**YOUR INSTRUCTIONS**. Please turn the records into a Markdown table with the columns Row and Line, beginning at the line that contains "Target — man in dark shirt" and stopping after the final line of the records. Number the rows in order and omit blank lines.

Portion of a data file
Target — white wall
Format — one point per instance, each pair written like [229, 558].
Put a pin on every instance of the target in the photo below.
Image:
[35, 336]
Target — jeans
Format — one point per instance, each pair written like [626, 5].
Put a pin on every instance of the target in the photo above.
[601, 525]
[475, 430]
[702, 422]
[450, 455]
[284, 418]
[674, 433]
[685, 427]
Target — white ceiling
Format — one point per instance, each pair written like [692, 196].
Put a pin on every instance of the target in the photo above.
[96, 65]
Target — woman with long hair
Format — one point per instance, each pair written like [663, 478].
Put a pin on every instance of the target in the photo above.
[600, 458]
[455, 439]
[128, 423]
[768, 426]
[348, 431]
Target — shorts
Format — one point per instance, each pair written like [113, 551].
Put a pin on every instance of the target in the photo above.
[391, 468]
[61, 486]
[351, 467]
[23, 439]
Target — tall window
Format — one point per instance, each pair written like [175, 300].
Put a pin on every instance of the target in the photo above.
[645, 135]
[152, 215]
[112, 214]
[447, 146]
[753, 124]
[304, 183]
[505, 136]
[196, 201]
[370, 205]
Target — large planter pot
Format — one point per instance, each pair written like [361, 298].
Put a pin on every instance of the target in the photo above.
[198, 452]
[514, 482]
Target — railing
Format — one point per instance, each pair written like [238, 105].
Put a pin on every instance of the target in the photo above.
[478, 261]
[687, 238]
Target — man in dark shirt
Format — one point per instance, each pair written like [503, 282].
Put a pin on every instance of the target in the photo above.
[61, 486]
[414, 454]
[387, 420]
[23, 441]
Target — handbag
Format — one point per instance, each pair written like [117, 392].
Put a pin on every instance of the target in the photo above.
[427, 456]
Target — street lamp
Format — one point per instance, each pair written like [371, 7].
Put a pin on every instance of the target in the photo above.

**ANSWER TO THE EXERCISE**.
| Row | Line |
|---|---|
| 1 | Target — man in dark shirt |
| 2 | Format — one point per instance, each pair written like [503, 282]. |
| 3 | Put a pin on every instance of the target in the photo above. |
| 4 | [61, 486] |
| 5 | [414, 454] |
| 6 | [387, 420] |
| 7 | [23, 441] |
| 8 | Target — handbag |
| 9 | Format — one point per instance, each pair written like [117, 392]. |
| 10 | Put a pin on every instance of the target in the photo above. |
| 11 | [427, 456] |
| 12 | Target — street lamp |
| 13 | Format — one point per instance, each pair written like [371, 7]. |
| 14 | Put a pin on every instance of the target in the photo above. |